#### TASK INSTRUCTIONS:
Return the entries verbatim and drop every picture.

*** Opening AVAILABLE RECORDS ***

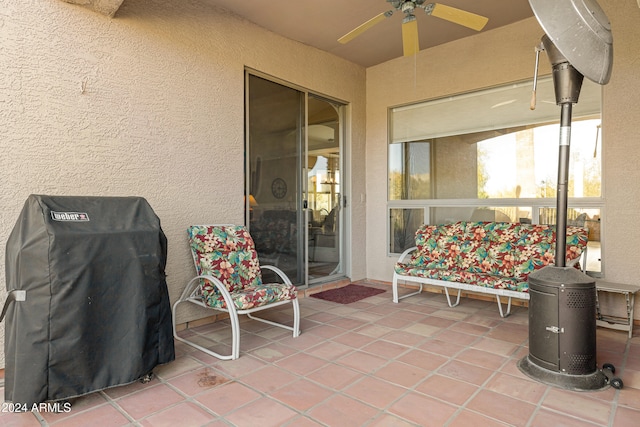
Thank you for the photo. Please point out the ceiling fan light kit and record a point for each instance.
(410, 26)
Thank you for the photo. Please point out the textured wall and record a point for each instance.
(501, 56)
(149, 103)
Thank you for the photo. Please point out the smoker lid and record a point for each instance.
(582, 33)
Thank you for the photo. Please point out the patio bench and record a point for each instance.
(484, 257)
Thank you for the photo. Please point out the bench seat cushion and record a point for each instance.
(460, 276)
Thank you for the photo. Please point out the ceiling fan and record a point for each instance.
(410, 24)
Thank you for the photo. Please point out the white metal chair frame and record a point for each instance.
(192, 293)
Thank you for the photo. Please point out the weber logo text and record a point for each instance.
(69, 216)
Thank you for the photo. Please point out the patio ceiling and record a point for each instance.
(320, 23)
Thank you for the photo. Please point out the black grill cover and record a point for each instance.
(97, 310)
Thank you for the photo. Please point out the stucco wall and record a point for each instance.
(501, 56)
(149, 103)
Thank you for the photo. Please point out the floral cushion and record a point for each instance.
(492, 254)
(228, 253)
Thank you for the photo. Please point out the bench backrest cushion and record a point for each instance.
(497, 248)
(226, 252)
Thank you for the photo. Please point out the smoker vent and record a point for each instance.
(581, 299)
(580, 363)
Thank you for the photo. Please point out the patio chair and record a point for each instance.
(229, 279)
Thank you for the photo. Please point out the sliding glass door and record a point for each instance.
(293, 193)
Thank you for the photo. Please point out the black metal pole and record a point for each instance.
(563, 183)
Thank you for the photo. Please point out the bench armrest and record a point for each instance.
(407, 253)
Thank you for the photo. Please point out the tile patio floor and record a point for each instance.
(370, 363)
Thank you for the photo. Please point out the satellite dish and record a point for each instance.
(581, 32)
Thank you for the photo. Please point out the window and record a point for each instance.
(485, 156)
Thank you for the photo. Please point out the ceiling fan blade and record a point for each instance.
(457, 16)
(410, 44)
(364, 27)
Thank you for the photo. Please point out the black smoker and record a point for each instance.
(562, 323)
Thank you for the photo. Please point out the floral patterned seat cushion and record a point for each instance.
(490, 254)
(228, 254)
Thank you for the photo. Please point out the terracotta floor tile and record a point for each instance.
(329, 350)
(348, 323)
(547, 418)
(405, 338)
(423, 359)
(626, 417)
(363, 362)
(482, 358)
(148, 401)
(513, 333)
(78, 405)
(402, 374)
(196, 382)
(272, 352)
(302, 394)
(465, 372)
(470, 328)
(423, 410)
(447, 389)
(222, 400)
(353, 339)
(375, 392)
(177, 367)
(336, 377)
(502, 348)
(301, 364)
(104, 415)
(241, 366)
(500, 407)
(385, 348)
(186, 414)
(578, 404)
(268, 379)
(343, 411)
(442, 346)
(518, 388)
(630, 397)
(389, 420)
(457, 337)
(473, 419)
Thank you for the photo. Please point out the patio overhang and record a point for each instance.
(106, 7)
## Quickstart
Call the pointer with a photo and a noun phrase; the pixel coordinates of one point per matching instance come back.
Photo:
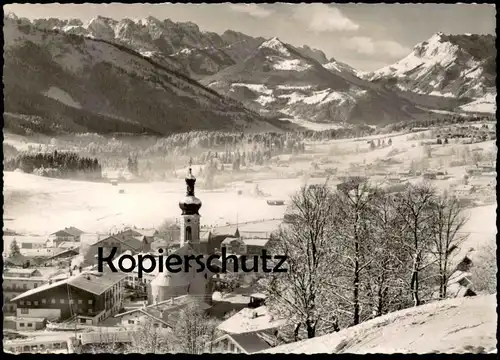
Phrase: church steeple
(190, 205)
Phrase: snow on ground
(486, 104)
(481, 231)
(41, 205)
(461, 325)
(295, 65)
(313, 125)
(289, 87)
(255, 87)
(277, 45)
(62, 96)
(435, 52)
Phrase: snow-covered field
(38, 205)
(464, 325)
(486, 104)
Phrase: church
(199, 285)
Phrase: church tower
(190, 218)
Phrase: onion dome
(190, 204)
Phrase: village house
(67, 234)
(91, 297)
(132, 280)
(49, 344)
(464, 190)
(25, 242)
(250, 330)
(62, 256)
(135, 244)
(246, 343)
(163, 315)
(17, 281)
(147, 234)
(486, 166)
(252, 320)
(65, 245)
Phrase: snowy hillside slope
(461, 325)
(60, 82)
(278, 78)
(181, 45)
(456, 66)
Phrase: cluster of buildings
(77, 295)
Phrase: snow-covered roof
(447, 326)
(250, 320)
(249, 343)
(40, 289)
(256, 241)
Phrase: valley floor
(465, 325)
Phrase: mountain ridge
(80, 84)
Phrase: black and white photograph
(243, 178)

*** Closing AVAILABLE RECORDS ***

#### ANSWER:
Thank you for the photo. Please point out the ceiling fan light kit and record a point for each instance.
(410, 26)
Thank you for the photo. Please point out the textured wall and record a point for each instance.
(501, 56)
(149, 103)
Thank you for the photo. Please point out the smoker lid and record a point for each instance.
(582, 33)
Thank you for the photo. Please point out the patio bench and record a point for each instance.
(484, 257)
Thank you for the photo. Please point out the bench seat cushion and record a point for each instance.
(460, 276)
Thank you for the photo. Please point out the ceiling fan and record a point for each instance.
(410, 24)
Thank you for the photo. Please point out the white metal chair frame and record a point for each instance.
(192, 293)
Thank you for the photo. Please point out the weber logo text and record a point for each instance.
(69, 216)
Thank you for the photo. Please point out the patio ceiling and record a point for each instance.
(320, 23)
Thank you for the photo. Please point out the black grill cover and record a point for each instance.
(97, 310)
Thank you for the photo. Please point out the stucco wall and record a point for each instance.
(501, 56)
(149, 103)
Thank you for the photo. Please point out the floral cushion and record a point for each instance.
(492, 254)
(228, 253)
Thank you for the photo. Please point out the bench backrest cushion and record a point for each instance.
(497, 248)
(226, 252)
Thank you for the photo. Please point out the smoker vent and record a point for each instance.
(581, 299)
(580, 363)
Thank you for the photo. Please point out the patio chair and record a point for each instance.
(229, 279)
Thank you for the photo. Please point out the sliding glass door and record a point for each instance.
(293, 193)
Thank you for the photo. Please point out the black metal pole and record a point for each instance.
(563, 183)
Thank you for the photo. Please point out the bench armrest and record a point for each instance.
(407, 253)
Thank you for the photo. Please point out the tile patio floor and record a point for each instance.
(370, 363)
Thank you for the photo. Please point out the satellite dish and record a point for each instance.
(581, 32)
Thank you for the photo. Please point out the window and record a point for each instance.
(485, 156)
Thank you for the photo. Please point out the ceiling fan blade and record a point for each instance.
(457, 16)
(410, 44)
(364, 27)
Thank you for the photo. Please point out the black smoker and record a point for each instance.
(562, 323)
Thank you for the photo. Please point out the floral patterned seat cushion and record a point for each instance.
(490, 254)
(228, 254)
Thank you for the photo. Please point out the terracotta floor tile and record a point for each instance.
(329, 350)
(348, 323)
(547, 418)
(405, 338)
(423, 359)
(626, 417)
(363, 362)
(482, 358)
(148, 401)
(513, 333)
(78, 405)
(402, 374)
(196, 382)
(272, 352)
(302, 394)
(465, 372)
(470, 328)
(423, 410)
(447, 389)
(222, 400)
(353, 339)
(375, 392)
(177, 367)
(336, 377)
(502, 348)
(301, 364)
(104, 415)
(241, 366)
(500, 407)
(385, 348)
(186, 414)
(578, 404)
(268, 379)
(343, 411)
(442, 346)
(518, 388)
(630, 397)
(389, 420)
(457, 337)
(473, 419)
Thank you for the photo. Please point out the patio overhang and record a point for each instance.
(106, 7)
## Quickstart
Call the pointer with a photo and a noun phrase; the pixel coordinates of one point per matching instance come back.
Photo:
Phrase: church steeple
(190, 205)
Phrase: snow on ground
(486, 104)
(481, 231)
(41, 205)
(461, 325)
(295, 65)
(313, 125)
(289, 87)
(255, 87)
(277, 45)
(62, 96)
(435, 52)
Phrase: snow-covered field
(38, 205)
(464, 325)
(486, 104)
Phrase: church
(199, 285)
Phrase: church tower
(190, 218)
Phrase: onion dome
(190, 204)
Phrase: village house
(67, 234)
(91, 297)
(132, 280)
(49, 344)
(464, 190)
(25, 242)
(250, 330)
(62, 256)
(135, 244)
(246, 343)
(163, 315)
(17, 281)
(147, 234)
(486, 166)
(252, 320)
(65, 245)
Phrase: snowy hillside slope
(461, 325)
(60, 82)
(278, 78)
(181, 45)
(456, 66)
Phrase: cluster of buildings
(77, 295)
Phrase: snow-covered roof
(447, 326)
(250, 320)
(249, 343)
(40, 289)
(256, 241)
Phrase: valley floor
(465, 325)
Phrase: mountain ridge
(80, 84)
Phrase: black and white photograph
(243, 178)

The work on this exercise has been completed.